## Source extract
At the 2017 IAIABC Annual Convention, Curtis Weber with High Voltage Consulting shared his story as a severely injured worker who went on to become a safety trainer and consultant.
Curtis was just a normal kid from a small town in Saskatchewan, Canada. He was active and sports loving. At age 17, he had passed a tryout and been offered a spot on a Canadian junior hockey team, which is their version of NHL developmental leagues. The summer after he graduated high school, he stayed in his home town to work setting up grain bins (which is a large metal structure) on farms before heading to his future of a potential hockey career. He had done this for years as his family business was in this trade. He took a job that summer with a new company setting up grain bins.
Three days into his new job he was working to set up a grain bin. They identified a potential hazard on their job site as there was an overhead power line nearby. They were working to carefully position the bin without hitting the power lines and were using a lift. He wondered why they were using a crane to move the bin instead of just dragging it which is the normal protocol but being a young kid on a new job he did not speak up. The crane made contact with the overhead power line electrocuting Curtis and two other workers.

## Stored data entries
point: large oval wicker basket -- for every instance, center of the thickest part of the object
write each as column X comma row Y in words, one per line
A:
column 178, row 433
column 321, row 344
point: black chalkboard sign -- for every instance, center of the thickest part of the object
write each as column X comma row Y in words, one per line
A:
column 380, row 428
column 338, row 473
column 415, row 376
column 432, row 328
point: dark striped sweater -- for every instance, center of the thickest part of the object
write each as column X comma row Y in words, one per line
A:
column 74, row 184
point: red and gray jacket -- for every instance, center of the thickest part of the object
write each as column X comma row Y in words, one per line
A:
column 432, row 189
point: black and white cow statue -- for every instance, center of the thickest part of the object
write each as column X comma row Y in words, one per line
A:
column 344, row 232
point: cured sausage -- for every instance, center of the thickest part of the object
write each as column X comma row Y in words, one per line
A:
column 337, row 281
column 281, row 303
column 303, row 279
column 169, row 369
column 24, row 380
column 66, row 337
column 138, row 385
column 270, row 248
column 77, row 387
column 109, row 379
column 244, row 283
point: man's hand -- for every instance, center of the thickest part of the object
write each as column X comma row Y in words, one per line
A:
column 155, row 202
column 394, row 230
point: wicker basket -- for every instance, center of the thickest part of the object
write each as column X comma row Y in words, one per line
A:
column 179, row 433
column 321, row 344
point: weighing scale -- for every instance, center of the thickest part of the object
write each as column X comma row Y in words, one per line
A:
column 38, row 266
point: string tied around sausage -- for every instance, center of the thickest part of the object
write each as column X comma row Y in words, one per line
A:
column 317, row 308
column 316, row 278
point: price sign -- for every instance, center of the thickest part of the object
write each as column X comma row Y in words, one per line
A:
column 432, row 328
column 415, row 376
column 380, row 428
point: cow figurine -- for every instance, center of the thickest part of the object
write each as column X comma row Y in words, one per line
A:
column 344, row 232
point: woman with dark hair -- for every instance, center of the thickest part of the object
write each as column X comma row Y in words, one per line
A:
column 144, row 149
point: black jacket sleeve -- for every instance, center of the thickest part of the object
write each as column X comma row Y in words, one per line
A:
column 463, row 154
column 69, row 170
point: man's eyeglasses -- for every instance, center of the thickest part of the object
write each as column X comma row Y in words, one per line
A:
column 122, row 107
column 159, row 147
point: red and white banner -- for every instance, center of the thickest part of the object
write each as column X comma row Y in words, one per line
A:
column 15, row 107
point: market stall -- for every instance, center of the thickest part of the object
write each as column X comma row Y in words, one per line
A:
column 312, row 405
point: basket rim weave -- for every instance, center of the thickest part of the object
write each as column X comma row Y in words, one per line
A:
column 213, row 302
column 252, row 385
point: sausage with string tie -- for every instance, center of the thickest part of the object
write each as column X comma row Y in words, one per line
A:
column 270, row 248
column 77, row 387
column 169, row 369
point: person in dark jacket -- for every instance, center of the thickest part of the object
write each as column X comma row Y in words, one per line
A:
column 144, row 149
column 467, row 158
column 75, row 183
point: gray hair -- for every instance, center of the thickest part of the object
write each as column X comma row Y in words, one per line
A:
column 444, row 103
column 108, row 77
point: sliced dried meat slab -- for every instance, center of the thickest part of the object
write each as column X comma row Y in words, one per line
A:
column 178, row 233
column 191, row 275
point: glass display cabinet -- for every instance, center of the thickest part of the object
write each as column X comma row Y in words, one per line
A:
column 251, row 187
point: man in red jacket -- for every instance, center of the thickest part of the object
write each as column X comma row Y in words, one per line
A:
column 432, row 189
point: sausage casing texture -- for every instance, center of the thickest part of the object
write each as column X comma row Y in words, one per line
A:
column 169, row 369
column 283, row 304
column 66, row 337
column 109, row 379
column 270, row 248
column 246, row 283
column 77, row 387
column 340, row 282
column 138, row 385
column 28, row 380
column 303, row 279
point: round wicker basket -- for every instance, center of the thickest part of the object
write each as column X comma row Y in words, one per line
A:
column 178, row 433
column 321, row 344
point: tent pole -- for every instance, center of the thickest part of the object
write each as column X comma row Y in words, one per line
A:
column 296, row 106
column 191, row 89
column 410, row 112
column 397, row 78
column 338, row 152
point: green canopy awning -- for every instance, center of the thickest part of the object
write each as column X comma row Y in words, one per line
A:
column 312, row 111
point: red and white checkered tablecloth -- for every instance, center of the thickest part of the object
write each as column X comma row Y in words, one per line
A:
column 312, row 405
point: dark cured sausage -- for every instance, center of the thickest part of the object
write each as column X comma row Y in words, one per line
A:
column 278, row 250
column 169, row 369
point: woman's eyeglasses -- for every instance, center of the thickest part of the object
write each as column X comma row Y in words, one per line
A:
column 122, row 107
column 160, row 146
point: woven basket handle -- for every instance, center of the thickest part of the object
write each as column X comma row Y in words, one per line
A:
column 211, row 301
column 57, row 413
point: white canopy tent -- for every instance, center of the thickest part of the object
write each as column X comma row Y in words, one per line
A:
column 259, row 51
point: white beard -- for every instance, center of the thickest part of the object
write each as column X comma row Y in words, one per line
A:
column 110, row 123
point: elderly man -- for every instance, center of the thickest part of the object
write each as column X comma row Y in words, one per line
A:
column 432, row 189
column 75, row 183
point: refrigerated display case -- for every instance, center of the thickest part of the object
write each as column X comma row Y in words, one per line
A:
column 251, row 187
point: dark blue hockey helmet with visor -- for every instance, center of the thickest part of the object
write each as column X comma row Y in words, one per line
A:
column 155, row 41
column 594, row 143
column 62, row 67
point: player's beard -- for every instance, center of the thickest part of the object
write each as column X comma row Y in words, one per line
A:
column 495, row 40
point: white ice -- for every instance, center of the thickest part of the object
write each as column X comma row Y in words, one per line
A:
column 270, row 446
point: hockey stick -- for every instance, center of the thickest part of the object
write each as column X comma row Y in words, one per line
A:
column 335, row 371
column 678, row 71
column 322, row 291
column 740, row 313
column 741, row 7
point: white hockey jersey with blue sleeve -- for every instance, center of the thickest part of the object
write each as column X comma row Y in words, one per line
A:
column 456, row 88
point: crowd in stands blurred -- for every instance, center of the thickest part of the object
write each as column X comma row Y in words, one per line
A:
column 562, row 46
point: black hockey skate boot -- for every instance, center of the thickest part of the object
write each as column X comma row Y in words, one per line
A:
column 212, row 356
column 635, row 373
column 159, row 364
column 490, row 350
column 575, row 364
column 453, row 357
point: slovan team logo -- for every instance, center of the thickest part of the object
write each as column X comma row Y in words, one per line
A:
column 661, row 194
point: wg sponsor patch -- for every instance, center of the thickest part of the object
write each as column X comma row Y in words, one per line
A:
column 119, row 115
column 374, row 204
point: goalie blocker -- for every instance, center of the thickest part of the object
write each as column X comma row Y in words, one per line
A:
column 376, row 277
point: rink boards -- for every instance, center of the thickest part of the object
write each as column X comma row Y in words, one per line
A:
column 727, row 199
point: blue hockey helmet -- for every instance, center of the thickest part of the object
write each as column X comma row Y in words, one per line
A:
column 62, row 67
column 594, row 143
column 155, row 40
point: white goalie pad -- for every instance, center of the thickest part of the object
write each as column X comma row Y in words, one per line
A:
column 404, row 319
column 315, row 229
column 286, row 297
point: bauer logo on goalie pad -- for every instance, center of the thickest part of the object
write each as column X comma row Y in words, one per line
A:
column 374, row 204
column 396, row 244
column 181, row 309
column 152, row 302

## Your instructions
Please return the passage about Curtis Weber, everything from "At the 2017" down to "trainer and consultant.". These records come from a separate source.

## Result below
At the 2017 IAIABC Annual Convention, Curtis Weber with High Voltage Consulting shared his story as a severely injured worker who went on to become a safety trainer and consultant.